▶ PROMPT
Count the lines in the records that contain the string "jacket", treating case as significant, and give only the number.

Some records
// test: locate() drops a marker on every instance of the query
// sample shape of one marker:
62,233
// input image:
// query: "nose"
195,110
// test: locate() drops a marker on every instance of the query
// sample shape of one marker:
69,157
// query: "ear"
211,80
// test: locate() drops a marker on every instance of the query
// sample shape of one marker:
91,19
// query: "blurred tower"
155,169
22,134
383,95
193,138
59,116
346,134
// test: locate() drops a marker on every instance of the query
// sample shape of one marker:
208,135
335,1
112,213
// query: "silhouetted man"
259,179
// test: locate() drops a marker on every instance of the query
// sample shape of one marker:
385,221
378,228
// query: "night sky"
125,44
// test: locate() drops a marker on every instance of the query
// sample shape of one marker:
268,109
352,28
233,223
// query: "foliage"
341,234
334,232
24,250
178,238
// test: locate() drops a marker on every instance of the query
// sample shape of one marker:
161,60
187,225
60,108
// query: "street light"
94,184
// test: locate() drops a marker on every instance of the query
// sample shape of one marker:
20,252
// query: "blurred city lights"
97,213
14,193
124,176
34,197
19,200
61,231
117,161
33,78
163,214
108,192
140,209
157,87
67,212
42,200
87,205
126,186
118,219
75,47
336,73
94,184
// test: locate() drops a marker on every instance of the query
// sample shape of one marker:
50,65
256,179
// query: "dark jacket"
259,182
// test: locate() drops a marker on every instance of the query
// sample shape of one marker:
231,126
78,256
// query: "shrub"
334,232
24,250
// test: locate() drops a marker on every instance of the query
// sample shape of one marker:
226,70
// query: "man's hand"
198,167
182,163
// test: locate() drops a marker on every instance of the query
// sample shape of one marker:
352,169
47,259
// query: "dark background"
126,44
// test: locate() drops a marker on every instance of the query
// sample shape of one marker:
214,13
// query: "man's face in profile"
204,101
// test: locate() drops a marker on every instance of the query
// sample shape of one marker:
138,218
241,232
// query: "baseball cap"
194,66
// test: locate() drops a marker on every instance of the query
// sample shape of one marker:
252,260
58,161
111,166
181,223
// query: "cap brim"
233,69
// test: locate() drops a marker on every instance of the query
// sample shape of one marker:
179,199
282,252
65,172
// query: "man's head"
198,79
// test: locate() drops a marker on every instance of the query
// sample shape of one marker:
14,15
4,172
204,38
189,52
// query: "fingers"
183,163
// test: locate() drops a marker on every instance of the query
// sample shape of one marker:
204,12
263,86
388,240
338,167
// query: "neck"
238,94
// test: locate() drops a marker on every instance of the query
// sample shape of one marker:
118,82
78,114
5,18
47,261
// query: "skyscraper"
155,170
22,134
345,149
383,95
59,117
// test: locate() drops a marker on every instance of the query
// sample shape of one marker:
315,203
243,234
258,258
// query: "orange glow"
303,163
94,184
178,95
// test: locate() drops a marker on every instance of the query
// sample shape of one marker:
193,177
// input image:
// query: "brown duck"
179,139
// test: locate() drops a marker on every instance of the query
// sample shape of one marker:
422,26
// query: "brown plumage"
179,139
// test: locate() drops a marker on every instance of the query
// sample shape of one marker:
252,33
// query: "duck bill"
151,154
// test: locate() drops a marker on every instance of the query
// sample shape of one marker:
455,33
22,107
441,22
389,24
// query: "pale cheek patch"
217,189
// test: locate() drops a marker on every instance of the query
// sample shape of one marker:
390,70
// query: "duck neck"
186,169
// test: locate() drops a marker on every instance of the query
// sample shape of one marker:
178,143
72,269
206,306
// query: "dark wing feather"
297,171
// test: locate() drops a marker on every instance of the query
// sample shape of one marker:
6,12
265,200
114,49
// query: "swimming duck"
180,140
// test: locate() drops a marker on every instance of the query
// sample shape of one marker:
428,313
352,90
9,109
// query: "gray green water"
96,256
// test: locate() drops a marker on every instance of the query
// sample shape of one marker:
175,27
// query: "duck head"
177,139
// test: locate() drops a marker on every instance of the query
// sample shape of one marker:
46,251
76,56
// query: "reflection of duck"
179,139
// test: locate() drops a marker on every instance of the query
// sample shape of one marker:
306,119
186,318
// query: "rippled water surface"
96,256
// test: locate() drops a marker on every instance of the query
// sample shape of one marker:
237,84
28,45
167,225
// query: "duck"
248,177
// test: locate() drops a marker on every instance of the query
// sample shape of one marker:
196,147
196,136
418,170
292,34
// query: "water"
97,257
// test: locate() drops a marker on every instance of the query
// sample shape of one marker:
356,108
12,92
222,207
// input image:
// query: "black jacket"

▶ OUTPUT OF THE TASK
2